[Items from a dataset]

.....

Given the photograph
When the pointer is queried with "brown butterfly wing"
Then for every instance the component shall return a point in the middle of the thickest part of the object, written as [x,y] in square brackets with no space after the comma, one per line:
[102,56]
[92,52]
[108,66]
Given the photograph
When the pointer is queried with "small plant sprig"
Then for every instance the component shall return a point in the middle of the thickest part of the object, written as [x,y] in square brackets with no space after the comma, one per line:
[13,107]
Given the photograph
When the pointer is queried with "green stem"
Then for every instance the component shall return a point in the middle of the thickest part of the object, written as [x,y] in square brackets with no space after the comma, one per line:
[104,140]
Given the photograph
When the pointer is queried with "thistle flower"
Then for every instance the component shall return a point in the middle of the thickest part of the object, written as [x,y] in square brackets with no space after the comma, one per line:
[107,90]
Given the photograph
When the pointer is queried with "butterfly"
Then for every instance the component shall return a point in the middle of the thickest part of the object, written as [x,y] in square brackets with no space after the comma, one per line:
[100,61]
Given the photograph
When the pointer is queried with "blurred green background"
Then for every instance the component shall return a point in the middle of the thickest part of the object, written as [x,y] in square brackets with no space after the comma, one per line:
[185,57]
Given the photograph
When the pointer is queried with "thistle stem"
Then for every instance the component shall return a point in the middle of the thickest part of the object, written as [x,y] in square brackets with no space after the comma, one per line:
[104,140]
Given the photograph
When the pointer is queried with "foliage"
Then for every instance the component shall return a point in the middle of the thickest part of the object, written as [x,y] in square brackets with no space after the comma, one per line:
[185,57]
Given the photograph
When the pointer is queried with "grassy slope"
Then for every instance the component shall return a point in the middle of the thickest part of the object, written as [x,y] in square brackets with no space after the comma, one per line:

.....

# Requirements
What do the records say? Quote them all exactly.

# Response for this exercise
Given the photograph
When the pointer is queried with "brown butterfly wing"
Then for every instance the component shall return a point in the middle of the thickest part of the object, written as [x,y] in square brackets with no space after the comma, one per line:
[102,56]
[92,52]
[108,66]
Given the photograph
When the pointer is queried with "small plant sprig"
Then for every instance the component shall return a point in the middle of the thickest part of the object, written as [x,y] in square brackets with no space after the comma, one per line:
[13,107]
Given the photograph
When the pointer is queried with "green stem"
Then for every instance the component shall return a point in the middle of the thickest part of the object, written as [x,y] in square brackets with no space after the comma, one per line:
[104,140]
Given the photograph
When the pointer is queried with "thistle flower"
Then for every instance the component shall return a point in the middle of the thickest part of the object, written as [x,y] in square brackets with no space after the comma, one per line:
[107,90]
Given the photograph
When the pointer is queried with "butterfly"
Then for every instance the component shall return a point in the middle of the thickest part of the object, written as [x,y] in square brackets with no space after the comma, one per line:
[100,61]
Given the photograph
When the pointer is queried with "blurred green background"
Then for every instance the component shall return a point in the middle of the thickest part of the object, written as [x,y] in square brackets with no space after the comma, one per line:
[185,57]
Given the photograph
When the pointer is queried with "thistle stem"
Then for every instance the component shall return a point in the middle of the thickest part of the object, written as [x,y] in square brackets with no space after the comma, one per line:
[104,140]
Given the photograph
When the pointer is queried with "foliage"
Then for every instance the component shall return a point in the middle of the thickest part of the object, written as [x,y] in square brackets with no space after the comma, one per line:
[185,57]
Given the photograph
When the pointer is queried with "grassy slope"
Then for every instance the component shall return a point in the middle of the thickest part of the object, written as [x,y] in square brackets with no space after the comma, one per line:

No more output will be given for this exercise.